# Aim:
Please pull out every line in the items below that contains the word "green", and copy each such line in full. Match case exactly.

# Available data:
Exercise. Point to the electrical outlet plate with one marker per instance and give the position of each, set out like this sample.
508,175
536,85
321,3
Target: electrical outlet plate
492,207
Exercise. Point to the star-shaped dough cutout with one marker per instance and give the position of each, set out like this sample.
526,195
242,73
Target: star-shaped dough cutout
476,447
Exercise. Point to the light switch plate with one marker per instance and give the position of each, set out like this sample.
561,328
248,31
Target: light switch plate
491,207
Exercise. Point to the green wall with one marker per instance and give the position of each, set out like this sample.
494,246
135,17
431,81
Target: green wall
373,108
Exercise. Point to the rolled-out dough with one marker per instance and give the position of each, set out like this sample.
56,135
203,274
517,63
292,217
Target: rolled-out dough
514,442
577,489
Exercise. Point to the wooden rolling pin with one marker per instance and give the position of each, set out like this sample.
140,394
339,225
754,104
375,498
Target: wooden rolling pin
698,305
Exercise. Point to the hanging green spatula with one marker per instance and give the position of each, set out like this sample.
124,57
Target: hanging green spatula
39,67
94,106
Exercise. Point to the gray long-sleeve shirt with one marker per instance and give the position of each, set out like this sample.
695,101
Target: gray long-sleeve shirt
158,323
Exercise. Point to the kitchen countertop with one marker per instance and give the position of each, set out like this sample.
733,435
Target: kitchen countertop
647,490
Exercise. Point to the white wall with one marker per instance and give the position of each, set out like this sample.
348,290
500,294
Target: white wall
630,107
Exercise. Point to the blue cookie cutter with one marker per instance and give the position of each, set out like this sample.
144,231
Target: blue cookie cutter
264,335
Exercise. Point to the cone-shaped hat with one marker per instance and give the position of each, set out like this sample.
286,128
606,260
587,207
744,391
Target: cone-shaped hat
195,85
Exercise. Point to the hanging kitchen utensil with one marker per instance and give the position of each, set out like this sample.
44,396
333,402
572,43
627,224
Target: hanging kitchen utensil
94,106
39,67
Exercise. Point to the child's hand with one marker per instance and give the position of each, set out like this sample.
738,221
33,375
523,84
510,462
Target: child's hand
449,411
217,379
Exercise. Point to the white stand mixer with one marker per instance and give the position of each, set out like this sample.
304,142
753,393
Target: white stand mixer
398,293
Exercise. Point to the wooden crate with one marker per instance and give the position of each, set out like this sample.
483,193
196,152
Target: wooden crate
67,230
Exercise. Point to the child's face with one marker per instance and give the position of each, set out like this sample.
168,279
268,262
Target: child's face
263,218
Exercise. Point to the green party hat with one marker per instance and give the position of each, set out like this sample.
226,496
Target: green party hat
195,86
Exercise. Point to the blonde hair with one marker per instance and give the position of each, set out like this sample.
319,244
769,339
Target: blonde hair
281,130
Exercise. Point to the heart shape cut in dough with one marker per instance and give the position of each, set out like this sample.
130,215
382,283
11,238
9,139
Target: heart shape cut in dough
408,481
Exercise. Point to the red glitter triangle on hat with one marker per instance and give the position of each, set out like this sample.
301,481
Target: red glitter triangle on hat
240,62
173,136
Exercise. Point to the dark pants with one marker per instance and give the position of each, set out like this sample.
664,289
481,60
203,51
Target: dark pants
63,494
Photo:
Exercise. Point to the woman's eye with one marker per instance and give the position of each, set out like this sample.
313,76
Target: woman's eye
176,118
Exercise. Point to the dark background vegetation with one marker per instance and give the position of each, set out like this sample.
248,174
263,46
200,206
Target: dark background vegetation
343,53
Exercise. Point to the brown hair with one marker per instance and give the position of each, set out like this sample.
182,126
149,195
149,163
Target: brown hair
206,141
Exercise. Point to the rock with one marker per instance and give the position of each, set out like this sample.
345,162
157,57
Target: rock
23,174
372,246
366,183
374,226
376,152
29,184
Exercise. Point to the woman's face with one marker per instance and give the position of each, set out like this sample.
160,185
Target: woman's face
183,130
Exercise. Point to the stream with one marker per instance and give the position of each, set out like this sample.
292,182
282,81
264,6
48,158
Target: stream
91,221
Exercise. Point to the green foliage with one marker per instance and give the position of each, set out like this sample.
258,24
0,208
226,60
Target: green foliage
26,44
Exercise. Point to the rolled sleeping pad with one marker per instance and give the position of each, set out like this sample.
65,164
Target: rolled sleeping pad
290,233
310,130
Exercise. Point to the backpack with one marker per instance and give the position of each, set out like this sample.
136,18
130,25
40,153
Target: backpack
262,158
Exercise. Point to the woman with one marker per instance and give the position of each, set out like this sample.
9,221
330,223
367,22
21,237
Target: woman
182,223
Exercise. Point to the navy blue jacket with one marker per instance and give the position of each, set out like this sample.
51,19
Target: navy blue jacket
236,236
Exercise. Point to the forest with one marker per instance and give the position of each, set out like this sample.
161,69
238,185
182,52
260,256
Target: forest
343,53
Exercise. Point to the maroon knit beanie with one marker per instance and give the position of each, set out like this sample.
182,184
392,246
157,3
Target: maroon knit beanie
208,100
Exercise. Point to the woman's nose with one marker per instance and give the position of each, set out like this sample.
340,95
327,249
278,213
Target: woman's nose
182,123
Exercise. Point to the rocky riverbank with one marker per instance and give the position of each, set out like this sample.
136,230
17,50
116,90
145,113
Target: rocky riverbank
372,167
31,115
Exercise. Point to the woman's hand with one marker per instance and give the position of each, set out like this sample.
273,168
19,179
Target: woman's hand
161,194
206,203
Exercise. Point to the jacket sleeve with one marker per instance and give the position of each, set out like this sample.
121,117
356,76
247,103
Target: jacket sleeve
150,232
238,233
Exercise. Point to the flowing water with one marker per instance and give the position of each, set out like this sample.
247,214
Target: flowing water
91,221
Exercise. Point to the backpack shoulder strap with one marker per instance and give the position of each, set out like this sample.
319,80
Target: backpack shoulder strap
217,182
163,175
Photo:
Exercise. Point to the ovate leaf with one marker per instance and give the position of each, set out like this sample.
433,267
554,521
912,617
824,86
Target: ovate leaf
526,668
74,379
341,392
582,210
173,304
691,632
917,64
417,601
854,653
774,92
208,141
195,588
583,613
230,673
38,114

---

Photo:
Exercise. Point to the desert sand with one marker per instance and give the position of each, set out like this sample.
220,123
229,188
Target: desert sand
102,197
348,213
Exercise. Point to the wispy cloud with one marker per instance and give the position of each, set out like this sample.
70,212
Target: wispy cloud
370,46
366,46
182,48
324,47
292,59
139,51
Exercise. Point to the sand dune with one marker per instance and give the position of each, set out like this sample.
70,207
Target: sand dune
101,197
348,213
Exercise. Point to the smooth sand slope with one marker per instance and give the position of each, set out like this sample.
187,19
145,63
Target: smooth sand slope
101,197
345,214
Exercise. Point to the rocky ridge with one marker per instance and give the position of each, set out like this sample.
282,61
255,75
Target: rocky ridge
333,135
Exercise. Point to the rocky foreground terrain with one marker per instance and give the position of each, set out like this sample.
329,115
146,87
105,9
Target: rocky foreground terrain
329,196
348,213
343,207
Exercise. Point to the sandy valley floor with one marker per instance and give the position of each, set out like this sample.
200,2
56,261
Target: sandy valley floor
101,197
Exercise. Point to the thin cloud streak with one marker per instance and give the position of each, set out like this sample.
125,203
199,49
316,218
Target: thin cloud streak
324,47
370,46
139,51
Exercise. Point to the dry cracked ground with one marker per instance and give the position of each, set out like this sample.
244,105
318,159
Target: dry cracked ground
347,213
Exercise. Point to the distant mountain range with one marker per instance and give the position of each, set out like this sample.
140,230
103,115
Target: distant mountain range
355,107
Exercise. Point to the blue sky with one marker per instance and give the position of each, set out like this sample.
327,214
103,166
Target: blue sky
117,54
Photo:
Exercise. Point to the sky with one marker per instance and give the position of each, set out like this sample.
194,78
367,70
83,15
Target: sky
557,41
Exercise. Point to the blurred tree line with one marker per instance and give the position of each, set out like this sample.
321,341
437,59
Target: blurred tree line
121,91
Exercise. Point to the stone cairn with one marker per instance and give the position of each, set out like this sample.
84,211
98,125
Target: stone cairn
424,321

# Output of the exercise:
Exercise. Point to the green wall with one marker per instance and give the position of each, set out like this sample.
Target: green wall
Exercise. Point to the hanging green spatula with one marker per instance and give the position of each, set out like this sample.
Target: hanging green spatula
Exercise. Point to the green party hat with one marker per instance and give the position of each, set out like this sample.
Target: green party hat
Exercise. Point to the green foliage with one marker per instance and give the position of each, set out like this sample.
Target: green foliage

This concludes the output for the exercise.